The women's marathon at the 2024 Summer Olympics was held in Paris, France, on 11 August 2024. It was the 11th occurrence of the event at the Summer Olympics.

==Summary==
The race began at 08:00 Central European Summer Time (UTC+2) with a starting temperature of approximately 19.4°C (67°F), slightly warmer than the men's marathon held the day before. As is typical for championship marathons, the race began with a large lead pack that gradually decreased in size as runners dropped off the pace. By 15 kilometers, 21 runners remained. There was a 428-metre (1,400 feet) hill climb over the next 3K. Mélody Julien of host France broke away from the lead pack, establishing a 15-meter lead near the Palace of Versailles. Approximately one hour into the race, Jessica Stenson then moved into the lead. At the halfway point, following the main uphill section, the leading trio consisted of Mélody Julien, Jessica Stenson and Dakotah Lindwurm.

ABOUT THIS EXERCISE >> In the women's marathon summary, how many runners were still in the lead pack at 15 kilometers?

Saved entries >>
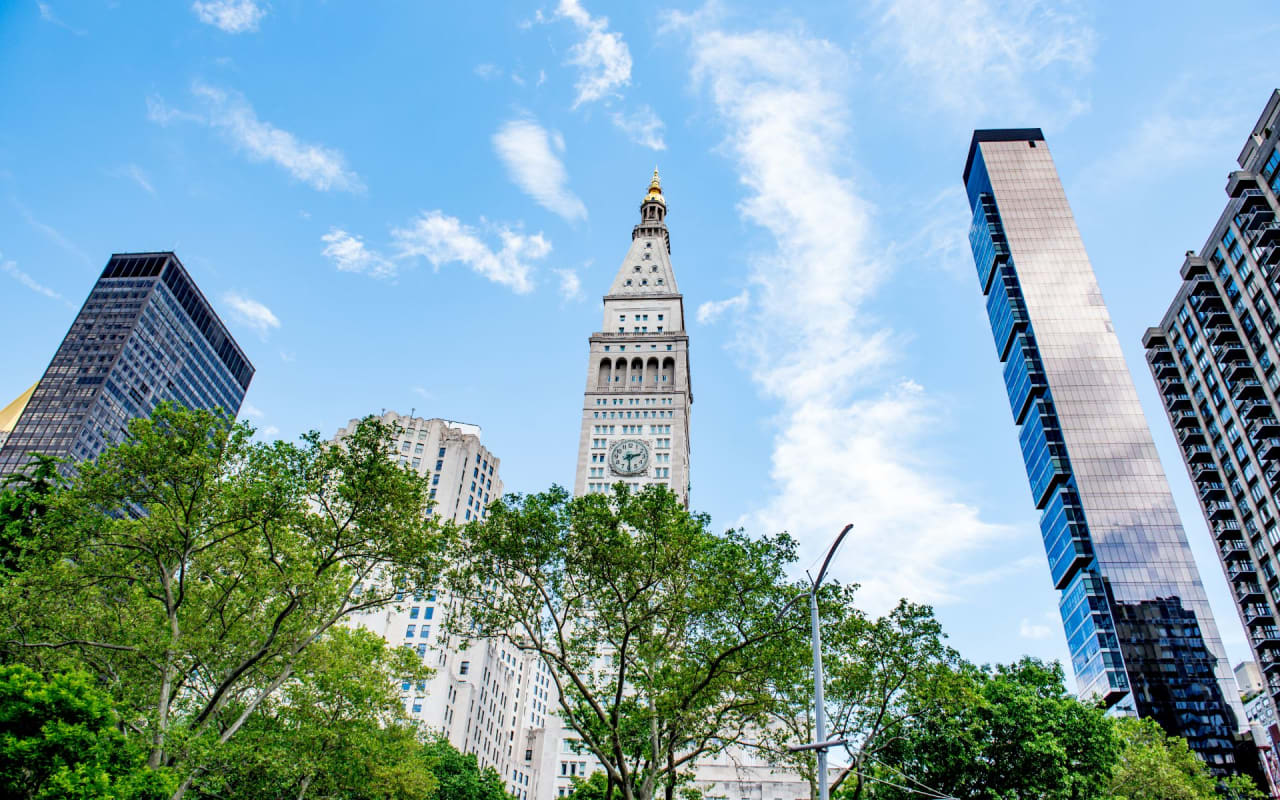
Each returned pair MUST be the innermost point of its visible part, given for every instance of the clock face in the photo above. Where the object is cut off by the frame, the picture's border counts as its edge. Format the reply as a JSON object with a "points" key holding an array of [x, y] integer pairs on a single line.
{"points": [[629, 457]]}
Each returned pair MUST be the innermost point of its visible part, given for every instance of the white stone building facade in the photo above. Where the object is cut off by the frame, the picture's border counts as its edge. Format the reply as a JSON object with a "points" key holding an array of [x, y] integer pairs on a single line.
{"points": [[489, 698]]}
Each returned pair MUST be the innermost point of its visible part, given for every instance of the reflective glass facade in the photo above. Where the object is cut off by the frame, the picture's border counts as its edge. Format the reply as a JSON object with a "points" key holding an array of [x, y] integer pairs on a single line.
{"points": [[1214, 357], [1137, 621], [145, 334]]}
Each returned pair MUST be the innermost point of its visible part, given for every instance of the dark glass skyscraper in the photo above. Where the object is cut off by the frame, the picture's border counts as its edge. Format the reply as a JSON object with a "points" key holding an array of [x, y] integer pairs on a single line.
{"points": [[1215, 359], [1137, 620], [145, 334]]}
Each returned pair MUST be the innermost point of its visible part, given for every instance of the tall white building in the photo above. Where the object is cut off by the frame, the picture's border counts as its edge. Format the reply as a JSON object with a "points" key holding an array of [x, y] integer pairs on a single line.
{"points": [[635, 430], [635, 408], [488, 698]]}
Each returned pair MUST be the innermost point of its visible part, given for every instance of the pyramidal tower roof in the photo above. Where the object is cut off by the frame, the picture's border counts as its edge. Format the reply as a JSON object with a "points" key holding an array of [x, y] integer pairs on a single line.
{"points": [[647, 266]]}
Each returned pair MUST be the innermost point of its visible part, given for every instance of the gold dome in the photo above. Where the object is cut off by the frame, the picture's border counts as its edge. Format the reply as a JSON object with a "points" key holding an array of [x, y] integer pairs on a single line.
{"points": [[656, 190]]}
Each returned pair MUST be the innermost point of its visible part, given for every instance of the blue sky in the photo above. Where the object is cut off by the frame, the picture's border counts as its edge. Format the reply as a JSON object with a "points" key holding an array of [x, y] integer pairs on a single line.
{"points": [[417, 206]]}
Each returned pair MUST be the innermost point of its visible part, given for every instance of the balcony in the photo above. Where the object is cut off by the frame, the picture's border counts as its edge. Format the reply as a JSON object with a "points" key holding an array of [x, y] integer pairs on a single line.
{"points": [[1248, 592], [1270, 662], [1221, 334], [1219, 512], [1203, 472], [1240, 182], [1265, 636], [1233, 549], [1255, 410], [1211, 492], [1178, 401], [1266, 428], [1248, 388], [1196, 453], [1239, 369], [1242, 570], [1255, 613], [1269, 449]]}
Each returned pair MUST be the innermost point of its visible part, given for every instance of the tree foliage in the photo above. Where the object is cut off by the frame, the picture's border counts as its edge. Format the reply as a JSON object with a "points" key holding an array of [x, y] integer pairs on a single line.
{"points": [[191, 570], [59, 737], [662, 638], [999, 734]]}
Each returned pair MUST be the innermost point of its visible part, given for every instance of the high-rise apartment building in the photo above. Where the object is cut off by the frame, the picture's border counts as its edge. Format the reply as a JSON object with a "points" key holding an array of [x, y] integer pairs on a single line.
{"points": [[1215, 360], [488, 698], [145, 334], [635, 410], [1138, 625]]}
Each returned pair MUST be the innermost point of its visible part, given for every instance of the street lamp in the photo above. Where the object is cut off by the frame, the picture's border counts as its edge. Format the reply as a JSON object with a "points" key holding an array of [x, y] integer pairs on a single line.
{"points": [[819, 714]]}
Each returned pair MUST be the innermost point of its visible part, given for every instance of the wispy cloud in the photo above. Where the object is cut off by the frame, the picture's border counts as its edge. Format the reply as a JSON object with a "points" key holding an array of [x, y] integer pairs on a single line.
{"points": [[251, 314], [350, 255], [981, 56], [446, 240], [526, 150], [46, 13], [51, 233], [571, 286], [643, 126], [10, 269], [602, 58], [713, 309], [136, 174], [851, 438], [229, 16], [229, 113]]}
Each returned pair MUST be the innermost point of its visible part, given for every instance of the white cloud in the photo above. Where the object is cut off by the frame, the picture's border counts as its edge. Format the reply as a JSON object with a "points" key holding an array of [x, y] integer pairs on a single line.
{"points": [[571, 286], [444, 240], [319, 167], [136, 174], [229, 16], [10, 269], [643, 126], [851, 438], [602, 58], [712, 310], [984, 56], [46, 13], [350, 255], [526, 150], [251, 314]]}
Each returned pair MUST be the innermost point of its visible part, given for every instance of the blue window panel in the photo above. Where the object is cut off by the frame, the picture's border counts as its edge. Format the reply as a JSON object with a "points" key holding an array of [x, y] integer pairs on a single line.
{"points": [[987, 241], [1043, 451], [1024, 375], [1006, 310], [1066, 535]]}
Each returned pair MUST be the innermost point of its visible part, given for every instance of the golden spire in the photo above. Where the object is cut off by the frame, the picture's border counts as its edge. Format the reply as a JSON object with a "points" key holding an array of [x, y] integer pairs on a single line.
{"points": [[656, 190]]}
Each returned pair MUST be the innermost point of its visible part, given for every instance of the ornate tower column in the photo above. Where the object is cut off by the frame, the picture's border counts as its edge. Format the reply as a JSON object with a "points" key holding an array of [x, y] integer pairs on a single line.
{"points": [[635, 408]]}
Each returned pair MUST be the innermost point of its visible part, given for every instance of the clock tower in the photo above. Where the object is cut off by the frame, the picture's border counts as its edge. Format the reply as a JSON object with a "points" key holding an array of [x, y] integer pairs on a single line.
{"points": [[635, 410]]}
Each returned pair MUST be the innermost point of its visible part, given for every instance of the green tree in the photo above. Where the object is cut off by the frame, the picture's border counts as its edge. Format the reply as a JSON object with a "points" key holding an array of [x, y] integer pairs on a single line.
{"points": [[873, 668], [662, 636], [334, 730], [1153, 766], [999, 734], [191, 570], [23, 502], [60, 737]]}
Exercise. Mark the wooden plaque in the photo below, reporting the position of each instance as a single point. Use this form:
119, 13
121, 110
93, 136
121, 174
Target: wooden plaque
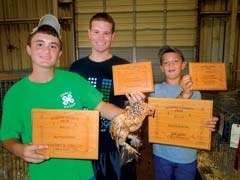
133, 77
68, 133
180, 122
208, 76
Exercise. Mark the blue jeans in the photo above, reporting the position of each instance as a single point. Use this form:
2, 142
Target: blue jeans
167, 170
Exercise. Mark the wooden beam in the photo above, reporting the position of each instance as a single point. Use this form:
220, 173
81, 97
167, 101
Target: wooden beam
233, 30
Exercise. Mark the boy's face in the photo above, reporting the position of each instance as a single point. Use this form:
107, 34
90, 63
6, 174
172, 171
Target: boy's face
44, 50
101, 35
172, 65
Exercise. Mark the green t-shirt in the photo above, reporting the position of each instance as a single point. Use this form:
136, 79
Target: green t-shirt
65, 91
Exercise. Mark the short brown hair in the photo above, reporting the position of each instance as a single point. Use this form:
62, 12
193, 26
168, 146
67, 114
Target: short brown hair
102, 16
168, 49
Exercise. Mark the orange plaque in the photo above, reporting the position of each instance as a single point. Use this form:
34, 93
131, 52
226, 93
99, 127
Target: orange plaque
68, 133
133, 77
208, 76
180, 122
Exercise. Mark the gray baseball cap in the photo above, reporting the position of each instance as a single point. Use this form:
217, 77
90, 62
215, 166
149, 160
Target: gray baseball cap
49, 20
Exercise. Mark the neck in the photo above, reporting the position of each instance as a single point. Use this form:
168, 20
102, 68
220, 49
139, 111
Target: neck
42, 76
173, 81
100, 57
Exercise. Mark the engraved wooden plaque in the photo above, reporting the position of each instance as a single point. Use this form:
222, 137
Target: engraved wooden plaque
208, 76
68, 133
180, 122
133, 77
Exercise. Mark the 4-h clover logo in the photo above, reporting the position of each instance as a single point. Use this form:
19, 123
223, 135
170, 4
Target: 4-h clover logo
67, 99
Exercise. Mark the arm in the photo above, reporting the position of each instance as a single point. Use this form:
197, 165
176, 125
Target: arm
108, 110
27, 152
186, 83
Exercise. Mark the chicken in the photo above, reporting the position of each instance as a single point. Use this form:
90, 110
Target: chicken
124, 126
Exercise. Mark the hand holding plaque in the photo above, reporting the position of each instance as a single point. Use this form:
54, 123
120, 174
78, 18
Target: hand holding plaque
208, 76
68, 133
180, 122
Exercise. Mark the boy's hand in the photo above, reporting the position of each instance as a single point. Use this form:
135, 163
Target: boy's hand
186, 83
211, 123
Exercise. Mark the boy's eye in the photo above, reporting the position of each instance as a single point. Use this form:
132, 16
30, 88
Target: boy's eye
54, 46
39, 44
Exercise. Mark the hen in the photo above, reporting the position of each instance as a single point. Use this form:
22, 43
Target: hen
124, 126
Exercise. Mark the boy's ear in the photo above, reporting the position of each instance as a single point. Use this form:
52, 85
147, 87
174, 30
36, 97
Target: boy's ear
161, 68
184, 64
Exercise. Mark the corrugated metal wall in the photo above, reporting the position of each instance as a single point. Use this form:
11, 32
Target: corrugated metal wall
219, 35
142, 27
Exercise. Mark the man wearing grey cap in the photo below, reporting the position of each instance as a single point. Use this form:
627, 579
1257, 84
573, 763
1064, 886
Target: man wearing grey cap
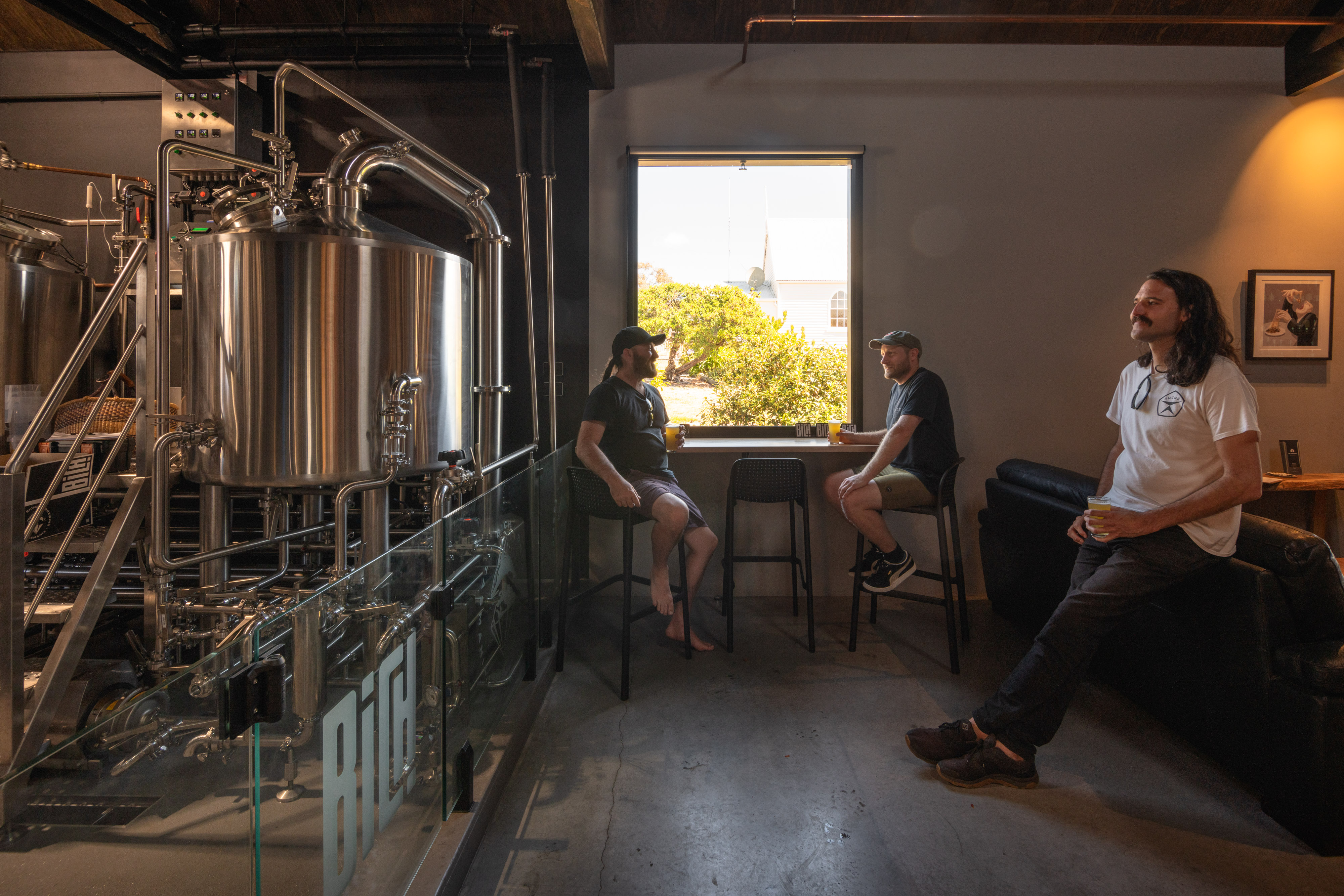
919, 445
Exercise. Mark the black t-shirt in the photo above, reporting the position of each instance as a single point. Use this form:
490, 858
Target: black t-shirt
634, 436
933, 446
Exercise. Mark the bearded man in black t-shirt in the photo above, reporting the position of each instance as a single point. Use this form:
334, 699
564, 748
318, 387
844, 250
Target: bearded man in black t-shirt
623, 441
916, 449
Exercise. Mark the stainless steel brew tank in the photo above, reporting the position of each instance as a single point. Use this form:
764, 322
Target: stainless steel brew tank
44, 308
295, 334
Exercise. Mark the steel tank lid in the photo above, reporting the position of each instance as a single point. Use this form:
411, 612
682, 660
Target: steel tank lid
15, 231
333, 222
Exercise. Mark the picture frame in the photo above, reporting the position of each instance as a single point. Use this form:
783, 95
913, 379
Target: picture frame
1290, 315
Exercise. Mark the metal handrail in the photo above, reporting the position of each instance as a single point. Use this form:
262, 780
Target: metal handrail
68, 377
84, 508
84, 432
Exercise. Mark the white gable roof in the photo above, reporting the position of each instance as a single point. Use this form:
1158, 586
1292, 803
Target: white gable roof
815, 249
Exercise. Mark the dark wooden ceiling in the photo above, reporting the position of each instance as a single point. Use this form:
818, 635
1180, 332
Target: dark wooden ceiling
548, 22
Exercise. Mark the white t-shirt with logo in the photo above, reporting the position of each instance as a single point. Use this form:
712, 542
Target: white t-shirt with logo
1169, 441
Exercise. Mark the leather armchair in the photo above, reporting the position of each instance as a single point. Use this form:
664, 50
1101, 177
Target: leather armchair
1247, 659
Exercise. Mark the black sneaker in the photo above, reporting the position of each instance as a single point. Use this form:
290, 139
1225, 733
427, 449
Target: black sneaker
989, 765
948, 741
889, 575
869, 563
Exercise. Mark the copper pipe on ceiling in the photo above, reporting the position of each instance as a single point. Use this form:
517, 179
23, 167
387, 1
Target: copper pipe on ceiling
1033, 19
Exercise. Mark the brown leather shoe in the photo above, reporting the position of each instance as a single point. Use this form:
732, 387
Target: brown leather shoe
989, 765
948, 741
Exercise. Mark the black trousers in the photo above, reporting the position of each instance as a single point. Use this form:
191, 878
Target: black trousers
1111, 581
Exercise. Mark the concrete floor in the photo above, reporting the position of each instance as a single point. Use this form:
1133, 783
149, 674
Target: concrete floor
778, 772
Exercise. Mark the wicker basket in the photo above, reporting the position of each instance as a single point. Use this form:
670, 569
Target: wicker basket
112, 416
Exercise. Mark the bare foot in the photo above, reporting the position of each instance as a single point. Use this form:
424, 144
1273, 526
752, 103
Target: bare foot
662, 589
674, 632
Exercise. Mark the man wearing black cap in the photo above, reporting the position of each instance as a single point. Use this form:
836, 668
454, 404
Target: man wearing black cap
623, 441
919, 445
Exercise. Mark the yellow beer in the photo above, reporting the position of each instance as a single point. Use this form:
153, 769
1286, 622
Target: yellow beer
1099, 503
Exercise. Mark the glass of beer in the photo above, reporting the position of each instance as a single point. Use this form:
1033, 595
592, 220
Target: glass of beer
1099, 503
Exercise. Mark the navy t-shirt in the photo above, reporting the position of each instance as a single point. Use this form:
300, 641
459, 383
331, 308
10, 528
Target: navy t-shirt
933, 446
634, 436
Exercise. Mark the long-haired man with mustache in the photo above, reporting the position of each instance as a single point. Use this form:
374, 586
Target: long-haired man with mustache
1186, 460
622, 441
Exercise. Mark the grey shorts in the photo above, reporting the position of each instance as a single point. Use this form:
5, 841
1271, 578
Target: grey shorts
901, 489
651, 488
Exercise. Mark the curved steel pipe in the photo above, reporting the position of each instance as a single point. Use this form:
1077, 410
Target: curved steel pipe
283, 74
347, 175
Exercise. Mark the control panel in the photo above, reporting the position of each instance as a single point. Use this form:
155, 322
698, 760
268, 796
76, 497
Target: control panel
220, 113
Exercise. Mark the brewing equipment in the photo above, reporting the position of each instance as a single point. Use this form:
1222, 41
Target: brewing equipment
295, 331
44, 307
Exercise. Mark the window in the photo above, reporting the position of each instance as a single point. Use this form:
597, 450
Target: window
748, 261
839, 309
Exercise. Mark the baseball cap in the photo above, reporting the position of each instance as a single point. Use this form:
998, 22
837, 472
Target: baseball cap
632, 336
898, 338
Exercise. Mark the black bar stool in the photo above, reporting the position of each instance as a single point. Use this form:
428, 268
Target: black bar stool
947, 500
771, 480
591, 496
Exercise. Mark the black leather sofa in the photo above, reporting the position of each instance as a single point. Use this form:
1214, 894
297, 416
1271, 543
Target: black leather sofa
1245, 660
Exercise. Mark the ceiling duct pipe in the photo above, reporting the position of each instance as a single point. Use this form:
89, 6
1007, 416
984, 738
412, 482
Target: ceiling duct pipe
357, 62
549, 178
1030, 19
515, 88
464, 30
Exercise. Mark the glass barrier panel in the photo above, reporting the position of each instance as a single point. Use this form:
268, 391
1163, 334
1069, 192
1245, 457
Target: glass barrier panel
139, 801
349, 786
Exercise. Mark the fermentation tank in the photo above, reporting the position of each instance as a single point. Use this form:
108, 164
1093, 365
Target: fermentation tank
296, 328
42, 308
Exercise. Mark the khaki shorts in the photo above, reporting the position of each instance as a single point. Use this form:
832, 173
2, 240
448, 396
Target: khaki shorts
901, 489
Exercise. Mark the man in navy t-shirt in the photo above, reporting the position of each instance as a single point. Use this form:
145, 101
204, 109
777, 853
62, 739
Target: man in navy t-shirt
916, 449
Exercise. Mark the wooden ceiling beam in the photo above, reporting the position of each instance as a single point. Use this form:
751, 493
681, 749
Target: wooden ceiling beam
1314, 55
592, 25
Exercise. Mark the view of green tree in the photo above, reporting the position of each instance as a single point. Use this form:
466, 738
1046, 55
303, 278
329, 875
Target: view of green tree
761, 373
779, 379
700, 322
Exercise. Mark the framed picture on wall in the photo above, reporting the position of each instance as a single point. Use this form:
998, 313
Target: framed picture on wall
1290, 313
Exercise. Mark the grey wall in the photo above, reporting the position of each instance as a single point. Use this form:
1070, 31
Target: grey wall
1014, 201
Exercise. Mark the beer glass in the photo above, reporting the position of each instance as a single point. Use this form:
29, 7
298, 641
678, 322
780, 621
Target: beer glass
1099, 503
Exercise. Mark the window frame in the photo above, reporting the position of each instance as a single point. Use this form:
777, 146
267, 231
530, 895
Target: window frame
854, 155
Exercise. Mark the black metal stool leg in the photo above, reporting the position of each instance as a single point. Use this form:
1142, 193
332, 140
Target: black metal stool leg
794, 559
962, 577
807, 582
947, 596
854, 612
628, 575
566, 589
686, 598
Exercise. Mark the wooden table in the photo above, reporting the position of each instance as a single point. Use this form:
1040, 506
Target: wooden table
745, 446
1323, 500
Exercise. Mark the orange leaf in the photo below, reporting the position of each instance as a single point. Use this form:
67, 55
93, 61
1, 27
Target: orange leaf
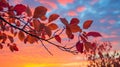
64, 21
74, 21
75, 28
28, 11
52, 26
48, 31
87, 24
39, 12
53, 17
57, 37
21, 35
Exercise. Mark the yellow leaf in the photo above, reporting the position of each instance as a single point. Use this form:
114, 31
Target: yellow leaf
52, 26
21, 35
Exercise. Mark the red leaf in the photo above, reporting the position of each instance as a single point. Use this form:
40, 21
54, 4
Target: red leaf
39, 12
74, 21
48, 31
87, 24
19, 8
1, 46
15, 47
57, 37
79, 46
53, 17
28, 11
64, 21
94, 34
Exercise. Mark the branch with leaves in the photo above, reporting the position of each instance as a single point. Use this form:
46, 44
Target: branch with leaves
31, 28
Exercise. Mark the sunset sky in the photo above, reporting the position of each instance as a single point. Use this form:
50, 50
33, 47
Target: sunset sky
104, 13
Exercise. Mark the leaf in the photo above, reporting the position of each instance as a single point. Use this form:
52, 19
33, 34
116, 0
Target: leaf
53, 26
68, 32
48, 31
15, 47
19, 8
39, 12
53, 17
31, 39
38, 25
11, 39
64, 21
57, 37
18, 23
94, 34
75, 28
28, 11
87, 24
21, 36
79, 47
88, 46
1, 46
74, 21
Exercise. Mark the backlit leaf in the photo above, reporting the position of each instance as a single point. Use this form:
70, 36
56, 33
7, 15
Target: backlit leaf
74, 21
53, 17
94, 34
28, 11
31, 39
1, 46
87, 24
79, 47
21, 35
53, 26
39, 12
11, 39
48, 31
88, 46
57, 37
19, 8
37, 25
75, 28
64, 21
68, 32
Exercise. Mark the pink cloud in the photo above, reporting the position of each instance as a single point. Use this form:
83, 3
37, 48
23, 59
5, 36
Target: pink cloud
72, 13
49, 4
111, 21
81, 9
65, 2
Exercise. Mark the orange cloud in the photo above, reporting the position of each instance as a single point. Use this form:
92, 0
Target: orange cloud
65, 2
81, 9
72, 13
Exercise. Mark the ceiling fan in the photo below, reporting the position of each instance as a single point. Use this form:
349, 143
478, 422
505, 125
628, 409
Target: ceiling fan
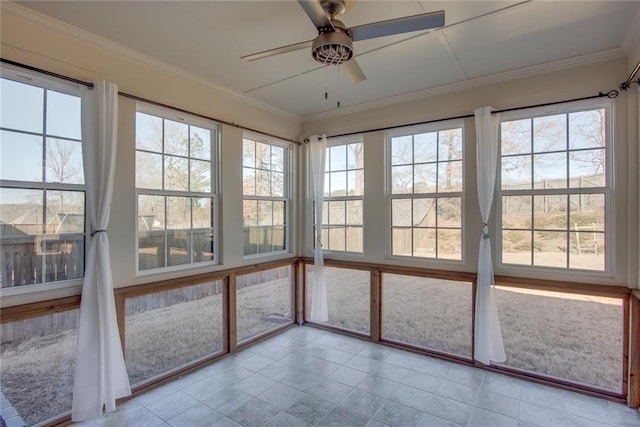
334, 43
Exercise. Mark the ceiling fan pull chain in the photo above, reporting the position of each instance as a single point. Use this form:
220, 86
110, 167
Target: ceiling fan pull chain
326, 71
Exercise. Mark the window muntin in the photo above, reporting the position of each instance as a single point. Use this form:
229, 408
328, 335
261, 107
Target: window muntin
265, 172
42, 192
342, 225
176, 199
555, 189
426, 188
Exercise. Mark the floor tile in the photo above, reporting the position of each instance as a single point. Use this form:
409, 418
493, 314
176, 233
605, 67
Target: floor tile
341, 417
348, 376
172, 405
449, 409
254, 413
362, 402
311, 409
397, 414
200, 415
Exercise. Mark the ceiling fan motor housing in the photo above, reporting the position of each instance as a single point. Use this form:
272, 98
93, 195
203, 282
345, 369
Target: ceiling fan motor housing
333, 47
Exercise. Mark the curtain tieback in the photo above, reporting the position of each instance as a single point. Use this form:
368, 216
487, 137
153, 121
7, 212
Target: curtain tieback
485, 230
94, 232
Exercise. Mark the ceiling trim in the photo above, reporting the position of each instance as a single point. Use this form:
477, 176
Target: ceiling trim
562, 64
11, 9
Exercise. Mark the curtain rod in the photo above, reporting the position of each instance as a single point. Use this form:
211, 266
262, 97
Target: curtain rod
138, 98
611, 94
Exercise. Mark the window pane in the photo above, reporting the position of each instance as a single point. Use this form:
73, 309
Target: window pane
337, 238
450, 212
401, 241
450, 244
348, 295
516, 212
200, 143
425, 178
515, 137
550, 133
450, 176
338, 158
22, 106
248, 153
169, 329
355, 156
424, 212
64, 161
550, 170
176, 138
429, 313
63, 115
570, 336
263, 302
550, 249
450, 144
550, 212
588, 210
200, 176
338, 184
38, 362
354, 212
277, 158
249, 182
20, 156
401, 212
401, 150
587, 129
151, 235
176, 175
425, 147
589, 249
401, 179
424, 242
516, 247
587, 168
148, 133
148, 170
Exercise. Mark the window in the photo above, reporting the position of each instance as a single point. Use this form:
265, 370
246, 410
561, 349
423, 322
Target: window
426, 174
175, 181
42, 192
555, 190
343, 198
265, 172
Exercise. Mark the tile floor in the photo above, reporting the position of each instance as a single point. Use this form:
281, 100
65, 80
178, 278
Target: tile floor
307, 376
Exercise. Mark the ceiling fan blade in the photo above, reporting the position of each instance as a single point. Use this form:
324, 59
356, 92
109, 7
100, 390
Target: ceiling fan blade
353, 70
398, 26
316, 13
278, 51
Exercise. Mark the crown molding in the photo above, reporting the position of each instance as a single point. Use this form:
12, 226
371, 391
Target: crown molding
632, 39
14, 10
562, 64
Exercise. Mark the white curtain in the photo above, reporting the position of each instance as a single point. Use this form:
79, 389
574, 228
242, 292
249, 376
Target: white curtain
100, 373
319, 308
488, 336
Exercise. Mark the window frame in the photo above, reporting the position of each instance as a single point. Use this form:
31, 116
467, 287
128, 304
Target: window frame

ANSWER BOX >> 21 runners